### [Page extract]
Segment Open

Most of the time my memory is awful, but I can remember in great detail what I did exactly 10 years ago tonight:
I played netball after work, as part of our “Mini-Olympics”. It was fun and I wondered why I’d not played for 10 years. I went home and ate dinner that D had made. He was upstairs practicing songs with his bandmate. The food had olive stones in it, which I wasn’t expecting and I didn’t realise what they were until I was halfway through. I watched the notebook on DVD. I’d seen half of it on a plane the year before and thought it would be good for D’s Mum’s birthday. Luckily I watched it all before giving it to her – seconds after it had stopped on the plane was quite a rude scene. It would have been a really bad birthday present for her!
You know what I didn’t do that night? I didn’t phone my gran. I thought about it, but I was due to see her the following day and by the time I’d finished sobbing at the film it was late. I remember thinking of her and I planned to give her the DVD instead.
She died in hospital the following morning.
I don’t have many regrets. Not calling one last time is one of the big ones.
In the beginning I couldn’t stop thinking about her. Nothing was as much fun anymore. The best thing about having good news used to be phoning her up to tell her about it – the delighted squeal of my name when she realised it was me on the phone and knowing that she would relay all my news to complete strangers the next day.

Segment Closed

### [Data supplied]
Segment Open

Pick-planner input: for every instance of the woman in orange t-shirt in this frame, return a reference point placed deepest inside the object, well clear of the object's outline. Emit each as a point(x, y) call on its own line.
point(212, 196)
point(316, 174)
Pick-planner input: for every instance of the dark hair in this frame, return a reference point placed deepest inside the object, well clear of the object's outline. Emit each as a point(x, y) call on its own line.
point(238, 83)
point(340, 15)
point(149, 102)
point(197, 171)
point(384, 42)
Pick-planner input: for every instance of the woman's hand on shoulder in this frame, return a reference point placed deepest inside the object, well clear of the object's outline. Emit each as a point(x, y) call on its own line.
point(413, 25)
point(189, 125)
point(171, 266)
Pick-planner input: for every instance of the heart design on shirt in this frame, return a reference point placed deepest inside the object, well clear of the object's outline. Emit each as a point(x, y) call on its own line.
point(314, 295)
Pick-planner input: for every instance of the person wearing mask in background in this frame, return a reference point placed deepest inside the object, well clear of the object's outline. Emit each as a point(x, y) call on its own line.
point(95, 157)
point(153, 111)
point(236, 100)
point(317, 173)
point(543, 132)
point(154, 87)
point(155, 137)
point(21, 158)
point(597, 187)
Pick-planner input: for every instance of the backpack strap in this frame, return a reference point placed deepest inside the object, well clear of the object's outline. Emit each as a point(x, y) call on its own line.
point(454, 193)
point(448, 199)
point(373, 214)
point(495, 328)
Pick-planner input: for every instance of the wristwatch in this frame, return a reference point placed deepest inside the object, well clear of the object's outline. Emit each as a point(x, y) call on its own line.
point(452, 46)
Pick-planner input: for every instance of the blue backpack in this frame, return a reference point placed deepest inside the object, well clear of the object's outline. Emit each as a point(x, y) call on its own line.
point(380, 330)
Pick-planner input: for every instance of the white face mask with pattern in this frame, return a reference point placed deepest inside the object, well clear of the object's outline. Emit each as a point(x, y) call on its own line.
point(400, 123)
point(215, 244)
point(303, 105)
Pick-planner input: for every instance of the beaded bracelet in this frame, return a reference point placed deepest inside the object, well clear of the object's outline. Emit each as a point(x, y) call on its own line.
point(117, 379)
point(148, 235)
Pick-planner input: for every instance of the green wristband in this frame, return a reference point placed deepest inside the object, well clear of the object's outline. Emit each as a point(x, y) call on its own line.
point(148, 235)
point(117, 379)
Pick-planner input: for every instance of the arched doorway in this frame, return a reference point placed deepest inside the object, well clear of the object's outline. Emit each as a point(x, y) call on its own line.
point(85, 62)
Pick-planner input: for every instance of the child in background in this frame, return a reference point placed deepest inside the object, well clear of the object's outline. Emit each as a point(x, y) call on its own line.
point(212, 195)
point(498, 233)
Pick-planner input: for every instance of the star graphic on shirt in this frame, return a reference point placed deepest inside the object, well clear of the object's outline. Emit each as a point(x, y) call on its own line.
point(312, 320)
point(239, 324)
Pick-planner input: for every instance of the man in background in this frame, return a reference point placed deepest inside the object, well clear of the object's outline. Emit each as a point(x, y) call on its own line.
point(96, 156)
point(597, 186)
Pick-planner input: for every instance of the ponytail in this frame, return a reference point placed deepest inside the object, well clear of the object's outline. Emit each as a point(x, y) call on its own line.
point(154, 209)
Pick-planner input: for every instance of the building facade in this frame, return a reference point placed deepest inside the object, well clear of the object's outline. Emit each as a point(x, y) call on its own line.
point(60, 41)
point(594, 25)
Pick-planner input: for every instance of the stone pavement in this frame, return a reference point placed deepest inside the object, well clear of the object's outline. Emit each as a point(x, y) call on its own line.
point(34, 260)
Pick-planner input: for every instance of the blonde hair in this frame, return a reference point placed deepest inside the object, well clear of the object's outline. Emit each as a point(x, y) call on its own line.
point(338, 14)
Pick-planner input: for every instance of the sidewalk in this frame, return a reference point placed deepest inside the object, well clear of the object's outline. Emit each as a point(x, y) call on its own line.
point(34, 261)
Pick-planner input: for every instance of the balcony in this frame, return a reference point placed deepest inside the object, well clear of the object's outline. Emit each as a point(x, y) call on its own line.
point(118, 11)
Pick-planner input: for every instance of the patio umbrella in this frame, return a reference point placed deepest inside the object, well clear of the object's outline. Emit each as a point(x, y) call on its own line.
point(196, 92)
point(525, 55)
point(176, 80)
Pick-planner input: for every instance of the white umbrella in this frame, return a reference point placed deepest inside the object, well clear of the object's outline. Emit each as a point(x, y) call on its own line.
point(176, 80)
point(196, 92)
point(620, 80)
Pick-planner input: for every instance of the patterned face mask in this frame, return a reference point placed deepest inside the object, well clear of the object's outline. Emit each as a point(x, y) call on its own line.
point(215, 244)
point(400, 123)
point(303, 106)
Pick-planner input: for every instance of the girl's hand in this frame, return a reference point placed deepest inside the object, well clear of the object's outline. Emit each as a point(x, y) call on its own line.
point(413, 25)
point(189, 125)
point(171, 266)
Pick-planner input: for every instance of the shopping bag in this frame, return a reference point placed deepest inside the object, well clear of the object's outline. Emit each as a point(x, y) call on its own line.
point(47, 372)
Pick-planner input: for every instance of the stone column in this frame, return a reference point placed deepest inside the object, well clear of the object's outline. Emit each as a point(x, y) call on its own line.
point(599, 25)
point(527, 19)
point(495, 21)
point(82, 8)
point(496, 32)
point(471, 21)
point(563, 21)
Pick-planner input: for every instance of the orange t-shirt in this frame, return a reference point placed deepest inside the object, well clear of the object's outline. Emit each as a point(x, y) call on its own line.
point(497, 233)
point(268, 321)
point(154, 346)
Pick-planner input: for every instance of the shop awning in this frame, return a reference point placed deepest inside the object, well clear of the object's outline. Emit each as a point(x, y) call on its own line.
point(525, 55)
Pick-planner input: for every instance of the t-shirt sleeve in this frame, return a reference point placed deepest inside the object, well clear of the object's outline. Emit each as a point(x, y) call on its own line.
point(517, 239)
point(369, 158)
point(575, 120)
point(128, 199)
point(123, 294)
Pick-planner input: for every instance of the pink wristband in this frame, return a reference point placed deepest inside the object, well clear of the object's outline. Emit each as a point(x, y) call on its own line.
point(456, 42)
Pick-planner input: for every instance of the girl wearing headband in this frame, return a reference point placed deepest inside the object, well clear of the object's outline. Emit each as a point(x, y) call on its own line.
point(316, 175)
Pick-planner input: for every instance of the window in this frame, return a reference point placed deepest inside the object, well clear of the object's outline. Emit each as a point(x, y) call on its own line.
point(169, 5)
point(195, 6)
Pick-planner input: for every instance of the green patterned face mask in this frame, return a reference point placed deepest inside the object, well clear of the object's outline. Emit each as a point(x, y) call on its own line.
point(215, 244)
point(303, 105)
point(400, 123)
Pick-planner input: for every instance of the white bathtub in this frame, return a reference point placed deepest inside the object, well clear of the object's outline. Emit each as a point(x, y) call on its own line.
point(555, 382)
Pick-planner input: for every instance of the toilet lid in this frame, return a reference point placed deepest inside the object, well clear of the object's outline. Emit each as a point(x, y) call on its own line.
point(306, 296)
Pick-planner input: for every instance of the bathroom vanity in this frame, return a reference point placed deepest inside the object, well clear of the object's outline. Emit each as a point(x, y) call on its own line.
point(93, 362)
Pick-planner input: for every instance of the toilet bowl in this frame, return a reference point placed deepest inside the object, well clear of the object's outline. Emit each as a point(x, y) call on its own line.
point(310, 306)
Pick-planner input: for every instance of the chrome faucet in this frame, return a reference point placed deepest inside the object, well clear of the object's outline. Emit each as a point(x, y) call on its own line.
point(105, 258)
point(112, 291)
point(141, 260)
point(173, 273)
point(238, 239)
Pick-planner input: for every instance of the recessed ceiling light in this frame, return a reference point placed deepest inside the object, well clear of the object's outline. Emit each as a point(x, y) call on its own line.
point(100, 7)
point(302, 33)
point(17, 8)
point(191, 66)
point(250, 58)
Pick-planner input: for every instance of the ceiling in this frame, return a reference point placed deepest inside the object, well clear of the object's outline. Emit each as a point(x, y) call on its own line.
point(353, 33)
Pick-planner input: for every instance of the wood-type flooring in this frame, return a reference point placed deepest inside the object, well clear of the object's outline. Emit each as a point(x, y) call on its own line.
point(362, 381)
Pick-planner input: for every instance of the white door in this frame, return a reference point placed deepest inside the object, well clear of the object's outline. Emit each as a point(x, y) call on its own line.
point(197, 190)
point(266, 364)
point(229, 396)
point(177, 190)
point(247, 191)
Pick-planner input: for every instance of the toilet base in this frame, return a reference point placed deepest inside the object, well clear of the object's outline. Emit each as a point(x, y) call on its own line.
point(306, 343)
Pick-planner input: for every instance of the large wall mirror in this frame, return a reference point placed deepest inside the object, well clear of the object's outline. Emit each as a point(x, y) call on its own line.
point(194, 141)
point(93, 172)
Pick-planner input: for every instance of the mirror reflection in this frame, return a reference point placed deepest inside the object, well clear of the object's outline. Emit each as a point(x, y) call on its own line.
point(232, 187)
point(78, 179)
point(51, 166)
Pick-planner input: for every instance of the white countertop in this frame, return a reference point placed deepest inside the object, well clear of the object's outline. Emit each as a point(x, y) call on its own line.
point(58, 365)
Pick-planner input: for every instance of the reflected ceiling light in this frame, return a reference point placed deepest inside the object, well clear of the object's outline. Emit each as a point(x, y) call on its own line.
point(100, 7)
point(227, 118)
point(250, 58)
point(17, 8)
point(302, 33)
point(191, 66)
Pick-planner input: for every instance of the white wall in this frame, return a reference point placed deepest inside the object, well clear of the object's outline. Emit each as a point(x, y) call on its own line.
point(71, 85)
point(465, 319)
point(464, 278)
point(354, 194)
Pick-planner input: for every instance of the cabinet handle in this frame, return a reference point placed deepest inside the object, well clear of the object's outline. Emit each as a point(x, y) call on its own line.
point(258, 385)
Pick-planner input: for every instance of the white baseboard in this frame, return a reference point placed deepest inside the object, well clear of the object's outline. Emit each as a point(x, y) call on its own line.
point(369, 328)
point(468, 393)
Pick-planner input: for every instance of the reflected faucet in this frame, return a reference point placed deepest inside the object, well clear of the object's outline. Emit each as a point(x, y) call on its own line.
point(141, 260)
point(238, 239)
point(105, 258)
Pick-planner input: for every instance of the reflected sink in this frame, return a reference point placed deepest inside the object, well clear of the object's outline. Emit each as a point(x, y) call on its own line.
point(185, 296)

Segment Closed

### [Tasks and exercises]
1: Rewrite the part of the account that opens with the words containing "You know what" and closes with "the DVD instead.", swapping "DVD" for "tape".
2: For each statement, say whether the account agrees with it, and quote the words that decide it.
(a) The writer played netball after work that evening.
(b) The writer phoned their gran that night.
(c) The gran died at home.
Work only from the account and ignore the material.

### [Response list]
1:
You know what I didn’t do that night? I didn’t phone my gran. I thought about it, but I was due to see her the following day and by the time I’d finished sobbing at the film it was late. I remember thinking of her and I planned to give her the tape instead.

2:
(a) Yes: "I played netball after work"
(b) No: "I didn’t phone my gran."
(c) No: "She died in hospital the following morning."